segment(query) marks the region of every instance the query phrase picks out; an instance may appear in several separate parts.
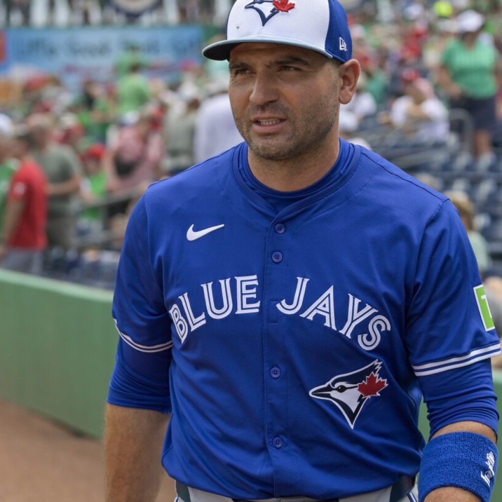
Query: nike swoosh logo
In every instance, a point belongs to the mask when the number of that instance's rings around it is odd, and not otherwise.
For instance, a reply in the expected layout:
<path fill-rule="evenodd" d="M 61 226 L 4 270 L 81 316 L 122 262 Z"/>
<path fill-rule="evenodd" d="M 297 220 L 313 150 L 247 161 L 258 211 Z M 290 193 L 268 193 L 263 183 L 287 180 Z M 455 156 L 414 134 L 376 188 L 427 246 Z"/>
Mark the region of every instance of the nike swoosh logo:
<path fill-rule="evenodd" d="M 200 239 L 201 237 L 204 237 L 204 235 L 207 235 L 207 234 L 210 233 L 211 232 L 214 232 L 215 230 L 218 230 L 218 228 L 222 228 L 225 225 L 216 225 L 216 226 L 211 226 L 209 228 L 204 228 L 204 230 L 199 230 L 197 231 L 193 229 L 193 225 L 192 225 L 187 231 L 187 238 L 189 240 L 196 240 L 197 239 Z"/>

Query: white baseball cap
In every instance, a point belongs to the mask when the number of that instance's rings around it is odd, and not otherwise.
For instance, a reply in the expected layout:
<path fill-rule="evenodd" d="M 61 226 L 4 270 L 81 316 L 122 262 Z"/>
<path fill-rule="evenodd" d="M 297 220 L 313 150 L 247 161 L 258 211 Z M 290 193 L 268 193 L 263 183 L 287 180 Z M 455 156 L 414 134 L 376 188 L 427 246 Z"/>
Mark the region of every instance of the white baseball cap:
<path fill-rule="evenodd" d="M 228 59 L 239 44 L 267 42 L 309 49 L 342 62 L 352 57 L 347 15 L 337 0 L 236 0 L 226 27 L 226 40 L 202 54 Z"/>

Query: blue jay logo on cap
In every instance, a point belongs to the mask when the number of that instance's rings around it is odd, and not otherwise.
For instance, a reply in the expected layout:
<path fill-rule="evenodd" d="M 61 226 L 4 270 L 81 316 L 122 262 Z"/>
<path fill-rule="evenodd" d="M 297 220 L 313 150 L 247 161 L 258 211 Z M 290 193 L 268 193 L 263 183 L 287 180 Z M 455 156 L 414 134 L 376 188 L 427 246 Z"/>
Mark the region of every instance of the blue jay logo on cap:
<path fill-rule="evenodd" d="M 272 4 L 272 5 L 270 5 Z M 289 0 L 253 0 L 244 9 L 252 9 L 260 14 L 262 25 L 265 26 L 267 22 L 280 12 L 289 12 L 295 8 L 295 4 Z"/>

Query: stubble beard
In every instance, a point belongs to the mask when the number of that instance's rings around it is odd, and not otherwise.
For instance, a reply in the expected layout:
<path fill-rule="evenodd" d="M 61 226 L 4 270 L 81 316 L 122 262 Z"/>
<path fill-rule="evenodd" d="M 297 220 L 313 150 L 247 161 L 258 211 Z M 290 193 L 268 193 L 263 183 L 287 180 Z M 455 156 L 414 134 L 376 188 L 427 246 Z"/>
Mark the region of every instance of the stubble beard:
<path fill-rule="evenodd" d="M 332 131 L 338 114 L 337 109 L 331 104 L 320 100 L 318 105 L 311 108 L 300 121 L 293 117 L 283 107 L 261 107 L 259 111 L 262 113 L 288 117 L 290 131 L 286 136 L 280 138 L 275 138 L 273 134 L 256 138 L 251 132 L 249 119 L 236 116 L 235 114 L 234 118 L 239 132 L 254 156 L 267 161 L 289 160 L 308 155 L 323 144 Z M 327 111 L 329 110 L 331 114 Z M 255 108 L 249 110 L 248 113 L 251 115 L 257 111 Z"/>

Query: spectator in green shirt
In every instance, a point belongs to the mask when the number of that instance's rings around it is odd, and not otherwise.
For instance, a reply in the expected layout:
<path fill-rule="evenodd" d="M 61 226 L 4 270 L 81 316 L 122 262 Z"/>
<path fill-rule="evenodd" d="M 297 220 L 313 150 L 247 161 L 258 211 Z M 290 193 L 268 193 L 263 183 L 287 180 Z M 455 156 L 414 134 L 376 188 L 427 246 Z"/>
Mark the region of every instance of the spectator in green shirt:
<path fill-rule="evenodd" d="M 492 134 L 496 123 L 496 72 L 498 54 L 492 44 L 480 39 L 483 16 L 466 11 L 457 18 L 458 36 L 441 56 L 438 80 L 451 108 L 466 110 L 474 128 L 473 150 L 479 165 L 494 160 Z"/>
<path fill-rule="evenodd" d="M 152 95 L 150 82 L 140 72 L 141 64 L 132 64 L 129 72 L 118 80 L 117 88 L 118 114 L 123 116 L 130 111 L 137 111 L 150 101 Z"/>

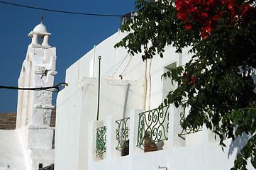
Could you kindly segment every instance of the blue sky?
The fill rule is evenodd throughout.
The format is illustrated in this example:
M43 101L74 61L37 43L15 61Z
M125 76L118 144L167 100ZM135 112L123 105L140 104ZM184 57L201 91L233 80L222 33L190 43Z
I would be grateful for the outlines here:
M134 11L135 0L3 0L24 6L80 13L124 15ZM18 79L31 38L28 36L43 23L57 47L55 84L65 82L65 70L94 45L111 36L120 28L120 17L67 14L22 8L0 3L0 85L18 86ZM16 111L15 90L0 89L0 113ZM54 95L55 96L56 96Z

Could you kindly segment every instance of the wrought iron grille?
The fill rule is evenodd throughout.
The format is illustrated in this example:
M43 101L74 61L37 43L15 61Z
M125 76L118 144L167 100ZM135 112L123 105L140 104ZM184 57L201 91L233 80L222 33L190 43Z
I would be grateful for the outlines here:
M138 147L168 140L169 107L167 106L139 113Z
M116 120L118 125L118 128L116 130L116 140L118 142L116 149L129 146L129 127L128 126L129 120L130 117Z
M186 119L186 118L185 118L185 111L182 111L180 113L179 115L180 115L179 125L182 127L184 121ZM191 134L191 133L195 133L195 132L200 132L201 130L202 130L202 129L201 129L200 127L198 127L195 130L193 130L192 128L186 128L186 129L183 129L182 132L178 134L178 136L181 137L182 135L189 135L189 134Z
M96 129L96 154L97 157L103 158L106 149L106 127L102 126Z

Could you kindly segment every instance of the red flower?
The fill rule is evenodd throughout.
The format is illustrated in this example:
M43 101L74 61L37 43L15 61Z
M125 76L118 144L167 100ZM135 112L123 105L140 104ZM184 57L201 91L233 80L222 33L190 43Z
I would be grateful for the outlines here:
M208 34L207 34L206 31L205 31L205 30L201 32L200 35L204 39L206 39L208 37Z
M191 81L190 81L190 84L194 84L196 81L196 79L194 76L191 77Z
M182 79L184 79L186 77L187 77L187 75L186 73L183 73Z
M185 28L190 29L192 27L191 22L186 22L185 23Z

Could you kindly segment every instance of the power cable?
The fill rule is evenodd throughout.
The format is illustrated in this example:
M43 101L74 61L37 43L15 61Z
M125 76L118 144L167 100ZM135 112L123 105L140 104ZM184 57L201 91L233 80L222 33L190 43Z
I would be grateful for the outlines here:
M0 1L0 3L9 4L9 5L17 6L20 6L20 7L28 8L40 9L40 10L52 11L52 12L59 12L59 13L72 13L72 14L78 14L78 15L96 16L119 16L119 17L123 16L119 16L119 15L98 14L98 13L64 11L55 10L55 9L48 9L48 8L38 8L38 7L33 7L33 6L24 6L24 5L20 5L20 4L16 4L9 3L9 2L4 2L4 1Z
M42 90L47 90L50 89L54 89L54 91L59 92L60 91L60 86L68 86L67 83L60 83L53 86L47 86L47 87L16 87L16 86L0 86L0 89L12 89L12 90L31 90L31 91L42 91Z

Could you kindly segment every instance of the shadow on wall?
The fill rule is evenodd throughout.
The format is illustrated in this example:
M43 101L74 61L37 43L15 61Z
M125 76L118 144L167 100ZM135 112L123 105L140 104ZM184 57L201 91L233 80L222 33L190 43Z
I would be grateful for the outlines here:
M235 141L232 141L229 145L228 158L229 158L229 157L233 154L234 152L237 152L235 154L239 154L242 148L245 145L248 139L249 135L244 133L242 136L238 137Z

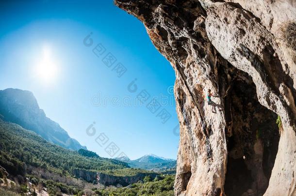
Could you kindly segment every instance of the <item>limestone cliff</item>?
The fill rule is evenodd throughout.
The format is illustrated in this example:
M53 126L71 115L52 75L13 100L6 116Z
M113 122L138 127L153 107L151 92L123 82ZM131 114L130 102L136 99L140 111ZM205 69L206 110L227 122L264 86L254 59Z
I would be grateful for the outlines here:
M115 3L143 22L175 71L176 195L217 187L229 196L296 195L296 1ZM208 89L222 111L207 105Z

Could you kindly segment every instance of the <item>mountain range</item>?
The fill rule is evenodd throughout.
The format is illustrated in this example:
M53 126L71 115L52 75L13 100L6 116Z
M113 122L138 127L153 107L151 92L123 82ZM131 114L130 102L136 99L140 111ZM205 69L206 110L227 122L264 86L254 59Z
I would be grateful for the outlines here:
M46 117L33 93L19 89L0 90L0 118L36 133L43 138L68 149L86 149L57 123Z
M174 170L177 164L176 160L164 158L153 154L147 154L134 160L131 160L127 156L115 159L127 163L131 167L156 171Z

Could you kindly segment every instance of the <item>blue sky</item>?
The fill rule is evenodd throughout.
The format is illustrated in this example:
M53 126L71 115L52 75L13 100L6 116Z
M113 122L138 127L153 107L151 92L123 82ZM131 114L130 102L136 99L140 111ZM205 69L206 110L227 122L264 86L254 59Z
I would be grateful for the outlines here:
M7 2L0 3L0 89L32 91L49 118L101 156L112 156L105 148L114 142L120 149L115 157L176 158L179 123L168 90L175 73L142 23L110 0ZM91 32L92 45L86 46ZM110 55L115 61L106 61ZM40 68L46 61L54 69ZM126 71L116 73L122 66ZM128 87L135 78L133 92L133 84ZM167 98L153 113L137 98L145 92L148 102ZM171 117L163 121L164 112ZM95 140L102 133L109 140L101 147Z

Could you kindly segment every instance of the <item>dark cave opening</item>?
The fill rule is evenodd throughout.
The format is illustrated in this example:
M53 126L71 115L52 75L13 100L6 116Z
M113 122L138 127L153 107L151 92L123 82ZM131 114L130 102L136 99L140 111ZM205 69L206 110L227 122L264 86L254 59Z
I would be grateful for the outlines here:
M262 196L278 152L277 115L258 102L255 84L238 71L225 98L228 151L228 196Z

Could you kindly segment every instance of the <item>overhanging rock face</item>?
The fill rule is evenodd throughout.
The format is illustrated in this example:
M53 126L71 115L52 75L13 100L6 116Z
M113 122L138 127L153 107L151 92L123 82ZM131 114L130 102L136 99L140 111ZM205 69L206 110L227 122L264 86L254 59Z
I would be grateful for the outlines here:
M226 1L115 1L175 71L175 194L296 195L296 3Z

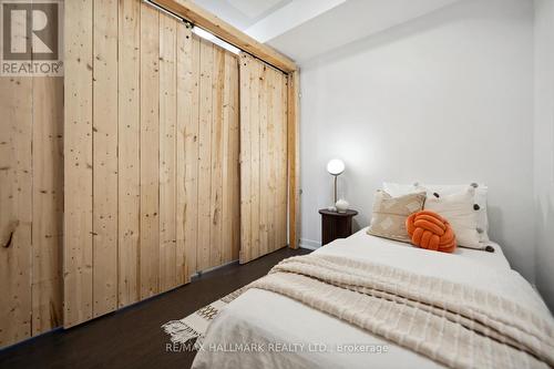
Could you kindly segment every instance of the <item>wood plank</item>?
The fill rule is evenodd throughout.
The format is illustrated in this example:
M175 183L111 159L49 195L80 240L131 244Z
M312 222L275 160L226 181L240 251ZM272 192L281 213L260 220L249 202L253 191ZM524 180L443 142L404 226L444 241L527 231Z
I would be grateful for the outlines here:
M211 233L209 266L223 263L223 124L225 79L225 50L214 45L212 82L212 180L211 180ZM230 245L229 245L230 246Z
M293 60L273 48L256 41L229 23L202 9L193 1L155 0L154 2L287 73L296 70L296 64Z
M64 327L92 318L92 11L65 3Z
M187 103L189 117L185 121L185 255L187 278L197 270L198 245L198 164L199 164L199 83L201 40L192 35L192 69L188 76Z
M240 80L240 264L252 260L250 214L250 71L252 57L239 55Z
M235 207L238 206L234 202L233 186L236 178L236 152L238 148L236 141L236 124L235 124L235 96L238 93L235 84L238 82L234 78L238 78L235 72L237 60L235 55L226 52L224 54L224 81L223 81L223 167L222 167L222 186L223 186L223 209L222 209L222 235L223 235L223 263L234 260L235 239L233 233L234 219L236 215ZM236 224L235 224L236 225ZM238 256L238 254L236 254Z
M300 79L299 71L288 75L288 242L298 248L300 237Z
M252 258L259 257L259 94L261 63L253 60L250 63L250 232Z
M160 291L176 287L176 23L160 14Z
M230 64L230 76L228 79L229 88L229 161L228 175L229 175L229 196L228 202L230 207L232 219L232 236L233 242L230 260L237 260L240 250L240 124L239 124L239 78L238 78L238 58L234 54L226 54L226 62Z
M32 80L0 78L0 347L31 336Z
M269 252L269 223L268 223L268 197L269 197L269 155L267 141L268 126L268 94L269 85L267 84L268 75L273 71L268 70L265 64L259 65L259 255L266 255Z
M280 163L277 161L278 155L276 155L275 151L278 150L278 143L277 141L277 132L276 127L278 127L278 124L275 120L275 116L277 112L280 109L280 95L278 94L277 86L278 83L280 82L279 74L270 70L269 73L267 73L267 86L268 86L268 104L267 104L267 116L268 116L268 124L267 124L267 161L266 161L266 166L267 166L267 185L268 185L268 194L267 194L267 225L268 225L268 238L267 238L267 247L269 252L274 252L277 249L277 227L276 227L276 221L278 214L276 214L276 203L277 203L277 177L276 177L276 171L277 167L280 165Z
M160 276L158 11L141 4L141 299L158 293Z
M117 308L117 2L94 1L93 317Z
M198 270L209 268L209 234L212 232L211 182L212 182L212 73L214 71L214 45L201 40L201 90L198 129Z
M62 325L63 78L33 78L32 335Z
M119 246L117 306L140 300L141 201L141 2L120 0L119 9Z
M187 126L192 119L193 34L188 25L177 24L177 209L176 209L176 278L182 285L191 281L186 248L186 170ZM196 154L194 155L196 156ZM196 254L194 254L196 255Z
M280 89L280 109L277 121L280 127L280 144L279 144L279 171L278 175L278 192L277 197L279 198L278 214L280 216L278 221L278 234L279 243L277 247L284 247L288 244L287 240L287 205L288 205L288 164L287 164L287 153L288 153L288 126L287 126L287 109L288 109L288 91L287 91L287 75L279 73L279 89Z

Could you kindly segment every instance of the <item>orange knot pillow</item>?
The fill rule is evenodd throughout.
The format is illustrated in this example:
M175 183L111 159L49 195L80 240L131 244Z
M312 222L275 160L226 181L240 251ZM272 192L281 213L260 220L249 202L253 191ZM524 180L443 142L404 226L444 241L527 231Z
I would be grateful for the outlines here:
M454 232L450 223L437 213L413 213L406 219L406 228L416 246L443 253L455 250Z

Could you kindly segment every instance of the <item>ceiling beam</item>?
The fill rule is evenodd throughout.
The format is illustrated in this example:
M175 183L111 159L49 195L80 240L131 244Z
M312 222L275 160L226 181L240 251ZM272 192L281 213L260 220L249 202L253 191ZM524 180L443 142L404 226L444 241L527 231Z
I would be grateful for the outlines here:
M296 63L276 51L263 44L229 23L223 21L211 12L202 9L189 0L151 0L166 10L183 17L193 24L205 29L219 39L242 49L254 57L261 59L286 73L296 71Z

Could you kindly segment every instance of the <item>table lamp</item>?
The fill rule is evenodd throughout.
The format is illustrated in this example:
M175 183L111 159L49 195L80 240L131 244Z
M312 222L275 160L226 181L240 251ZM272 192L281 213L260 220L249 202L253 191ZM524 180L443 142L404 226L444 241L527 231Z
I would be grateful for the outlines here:
M327 172L335 177L335 202L337 204L337 177L345 172L345 163L340 158L330 160L327 163Z

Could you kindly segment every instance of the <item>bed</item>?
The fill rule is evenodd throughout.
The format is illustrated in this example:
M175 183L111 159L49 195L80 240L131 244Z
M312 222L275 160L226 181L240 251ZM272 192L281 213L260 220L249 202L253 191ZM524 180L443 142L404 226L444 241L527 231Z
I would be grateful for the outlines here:
M367 259L427 276L502 290L546 309L541 297L516 274L493 244L494 253L458 248L454 254L432 253L409 244L370 236L361 229L315 250L320 255ZM507 288L507 289L506 289ZM233 344L233 345L230 345ZM238 346L237 346L238 344ZM243 346L240 346L243 345ZM267 348L270 347L271 350ZM257 349L259 348L259 349ZM193 368L441 368L435 361L369 334L291 298L249 289L213 321Z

- - -

#### AIM:
Copy the material word for word, starting at the line that contains "Query: stubble beard" and ending at the line that contains "332 131 L 338", both included.

#### SOLUTION BELOW:
Query: stubble beard
In every instance, a point belongs to the mask when the number of that instance's rings around it is odd, and not otherwise.
For instance, a reply in the expected layout:
<path fill-rule="evenodd" d="M 61 226 L 4 270 L 81 316 L 122 262 Z"/>
<path fill-rule="evenodd" d="M 297 220 L 313 150 L 247 161 L 258 211 Z M 290 193 L 268 193 L 263 183 L 287 180 Z M 455 156 L 414 134 L 376 188 L 427 246 Z"/>
Mark the region of every instance of the stubble beard:
<path fill-rule="evenodd" d="M 332 131 L 338 114 L 337 109 L 331 104 L 320 100 L 318 105 L 311 108 L 300 121 L 293 117 L 283 107 L 261 107 L 259 111 L 262 113 L 288 117 L 290 131 L 286 136 L 280 138 L 275 138 L 273 134 L 256 138 L 251 132 L 249 119 L 236 116 L 235 114 L 234 118 L 239 132 L 254 156 L 267 161 L 289 160 L 308 155 L 323 144 Z M 327 111 L 329 110 L 331 114 Z M 255 108 L 249 110 L 248 113 L 251 115 L 257 111 Z"/>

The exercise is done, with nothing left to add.